• **DOCUMENT PASSAGE**
Unlocking Social Media Insights: Hierarchical Clustering for Image Classification
By Yasmin M. Mohialden, Salah T. Allawi, and Nadia M.
Hussien
Department of Computer Science, College of Science, Mustansiriyah
University, Baghdad, Iraq
Every second, thousands of images are shared across social
media platforms. From selfies and celebrity photos to memes and infographics,
this digital flood represents a powerful lens into human behavior and culture.
Yet, the very scale and diversity of these images make analysis nearly
impossible without intelligent computational tools.
Our recent research, published in the Journal of Prospective Researches (Vol. 42, No. 4, 2024), introduces a Secure Hierarchical Agglomerative Clustering (HAC) approach that classifies and organizes social media images. By combining textual and visual features, and leveraging advanced techniques such as TF-IDF vectorization, Principal Component Analysis (PCA), and t-distributed Stochastic Neighbor Embedding (t-SNE), we created a model that reveals hidden structures within large image datasets.
Why Image Clustering Matters
Most social media analysis has focused on text—hashtags,
comments, or captions—yet visual content dominates online sharing.
Images communicate emotion, identity, and culture in ways that text alone
cannot.
Clustering allows us to group similar images automatically,
which supports:
- Trend
detection – spotting what is popular and emerging,
- Community
analysis – identifying groups and influencers,
- Content
personalization – enhancing recommendations,
- Cultural
insights – understanding visual narratives across regions.

• **DATA ROWS**
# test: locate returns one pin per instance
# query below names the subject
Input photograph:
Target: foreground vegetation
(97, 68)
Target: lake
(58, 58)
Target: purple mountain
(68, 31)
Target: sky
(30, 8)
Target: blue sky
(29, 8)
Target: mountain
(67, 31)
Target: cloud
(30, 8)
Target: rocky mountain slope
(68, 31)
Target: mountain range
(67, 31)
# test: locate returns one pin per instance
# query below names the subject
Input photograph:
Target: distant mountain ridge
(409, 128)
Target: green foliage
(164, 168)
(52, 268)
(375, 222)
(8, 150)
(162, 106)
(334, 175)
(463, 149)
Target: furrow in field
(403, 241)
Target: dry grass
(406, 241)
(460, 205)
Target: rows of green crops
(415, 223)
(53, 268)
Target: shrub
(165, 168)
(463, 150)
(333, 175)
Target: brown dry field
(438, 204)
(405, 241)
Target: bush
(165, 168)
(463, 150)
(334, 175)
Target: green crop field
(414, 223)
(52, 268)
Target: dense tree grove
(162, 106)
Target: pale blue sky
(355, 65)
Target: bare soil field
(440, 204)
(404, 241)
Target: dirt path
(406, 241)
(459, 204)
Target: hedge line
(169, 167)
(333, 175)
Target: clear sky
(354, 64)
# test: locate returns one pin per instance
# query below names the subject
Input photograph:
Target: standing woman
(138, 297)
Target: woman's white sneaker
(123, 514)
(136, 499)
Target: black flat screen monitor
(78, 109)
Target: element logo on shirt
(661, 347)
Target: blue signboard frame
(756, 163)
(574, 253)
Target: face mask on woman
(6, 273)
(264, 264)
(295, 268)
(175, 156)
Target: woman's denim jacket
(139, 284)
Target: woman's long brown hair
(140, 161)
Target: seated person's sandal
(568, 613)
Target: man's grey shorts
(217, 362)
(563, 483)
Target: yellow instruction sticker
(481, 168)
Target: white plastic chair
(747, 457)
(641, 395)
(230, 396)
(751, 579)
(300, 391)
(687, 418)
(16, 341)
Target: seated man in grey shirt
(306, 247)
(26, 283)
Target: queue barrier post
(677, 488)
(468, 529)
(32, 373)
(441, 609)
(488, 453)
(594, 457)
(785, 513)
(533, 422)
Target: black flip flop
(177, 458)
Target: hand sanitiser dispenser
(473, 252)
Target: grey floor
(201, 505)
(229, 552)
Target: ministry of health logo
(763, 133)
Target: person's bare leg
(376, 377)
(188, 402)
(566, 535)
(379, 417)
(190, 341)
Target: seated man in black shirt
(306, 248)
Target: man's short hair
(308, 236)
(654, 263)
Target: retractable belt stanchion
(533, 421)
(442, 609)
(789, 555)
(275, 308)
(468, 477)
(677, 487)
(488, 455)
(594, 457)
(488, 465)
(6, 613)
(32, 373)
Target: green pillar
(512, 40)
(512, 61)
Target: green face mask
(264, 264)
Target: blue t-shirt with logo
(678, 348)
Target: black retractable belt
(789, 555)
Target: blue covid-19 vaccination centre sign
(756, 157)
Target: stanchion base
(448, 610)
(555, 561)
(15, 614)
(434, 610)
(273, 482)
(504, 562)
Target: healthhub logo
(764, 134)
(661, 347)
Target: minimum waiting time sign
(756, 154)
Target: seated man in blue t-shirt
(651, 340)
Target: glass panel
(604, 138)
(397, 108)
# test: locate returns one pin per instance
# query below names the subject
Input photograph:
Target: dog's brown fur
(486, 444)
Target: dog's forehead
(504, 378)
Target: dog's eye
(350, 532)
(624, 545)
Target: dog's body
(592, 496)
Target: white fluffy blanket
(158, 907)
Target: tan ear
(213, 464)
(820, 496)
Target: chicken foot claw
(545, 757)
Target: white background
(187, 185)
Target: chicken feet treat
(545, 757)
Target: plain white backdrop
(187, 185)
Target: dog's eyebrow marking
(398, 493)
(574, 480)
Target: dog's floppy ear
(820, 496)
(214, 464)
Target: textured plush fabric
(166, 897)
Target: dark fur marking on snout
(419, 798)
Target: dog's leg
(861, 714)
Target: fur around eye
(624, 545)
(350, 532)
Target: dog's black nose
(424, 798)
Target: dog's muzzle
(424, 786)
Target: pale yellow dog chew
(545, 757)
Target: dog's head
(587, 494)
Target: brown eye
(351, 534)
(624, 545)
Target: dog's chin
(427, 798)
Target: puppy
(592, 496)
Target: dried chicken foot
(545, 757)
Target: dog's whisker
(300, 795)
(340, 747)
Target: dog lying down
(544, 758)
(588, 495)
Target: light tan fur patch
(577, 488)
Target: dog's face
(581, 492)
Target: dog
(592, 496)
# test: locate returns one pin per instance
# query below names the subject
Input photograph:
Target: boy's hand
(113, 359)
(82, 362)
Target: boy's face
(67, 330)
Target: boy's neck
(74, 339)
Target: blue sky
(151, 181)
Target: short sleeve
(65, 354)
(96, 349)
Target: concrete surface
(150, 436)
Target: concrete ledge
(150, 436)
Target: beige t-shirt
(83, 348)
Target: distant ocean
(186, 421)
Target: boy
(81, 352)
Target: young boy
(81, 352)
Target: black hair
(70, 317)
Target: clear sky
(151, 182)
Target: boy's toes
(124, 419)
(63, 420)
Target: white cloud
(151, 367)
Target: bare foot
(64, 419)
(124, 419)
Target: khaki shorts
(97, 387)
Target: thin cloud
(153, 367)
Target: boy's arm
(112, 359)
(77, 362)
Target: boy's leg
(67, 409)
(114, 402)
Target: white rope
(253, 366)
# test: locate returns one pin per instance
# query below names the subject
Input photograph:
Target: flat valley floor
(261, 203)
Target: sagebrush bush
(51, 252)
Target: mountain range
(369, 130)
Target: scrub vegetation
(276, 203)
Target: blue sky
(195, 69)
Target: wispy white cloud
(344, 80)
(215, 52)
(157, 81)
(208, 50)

• **REQUIRED ACTIONS**
1 > Why does the image clustering article say that grouping social media images matters? Answer in one to three sentences.
2 > In the image clustering article, rewrite the paragraph beginning "Our recent research, published" more briefly, keeping its main facts.
3 > Go on with the article on hierarchical clustering of social media images, starting right after its last sentence.

• **RESULTS BY TASK**
1 > Most social media analysis has focused on text, yet visual content dominates online sharing. Images convey emotion, identity, and culture in ways text alone cannot. Grouping similar images automatically supports trend detection, community analysis, content personalization, and cultural insights.

2 > The research appeared in the Journal of Prospective Researches (Vol. 42, No. 4, 2024). It presents a Secure Hierarchical Agglomerative Clustering (HAC) approach for classifying and organizing social media images. The model combines textual and visual features with TF-IDF vectorization, PCA, and t-SNE to reveal hidden structures in large image datasets.

3 >
Our Methodology
We employed Hierarchical Agglomerative Clustering
because it offers a layered, tree-like view of data relationships. Unlike
K-Means, which produces flat groups, HAC uncovers multi-level patterns.
The approach follows six structured steps (see Table-1):
Step |
Description |
Image Preprocessing |
Images from the folder
path are preprocessed to guarantee size and format uniformity. This involves
shrinking pictures to 100x100 pixels and normalizing pixel values to 0–1. |
Textual Feature Extraction |
TF-IDF
vectorization extracts textual information from picture filenames. This
technique captures each image's unique textual features, allowing clustering
to include text. |
Hierarchical Agglomerative Clustering |
Hierarchical
clustering with agglomeration uses textual feature extraction TF-IDF vectors.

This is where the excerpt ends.